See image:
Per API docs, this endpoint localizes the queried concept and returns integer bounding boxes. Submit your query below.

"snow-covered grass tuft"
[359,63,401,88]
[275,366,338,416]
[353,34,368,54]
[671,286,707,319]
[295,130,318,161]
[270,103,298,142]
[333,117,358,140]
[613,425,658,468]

#####

• What to do: Please reproduce the listing above in full, request lines included, offsetting each bounding box coordinate by adding 67 to it.

• Solution to the problem:
See image:
Per API docs, this endpoint localizes the queried concept and returns integer bounding boxes. Submit your query below.

"snow-covered grass tuft"
[426,130,468,155]
[342,433,405,483]
[420,101,435,121]
[738,353,774,386]
[362,197,385,228]
[337,170,365,209]
[400,184,425,207]
[680,492,725,535]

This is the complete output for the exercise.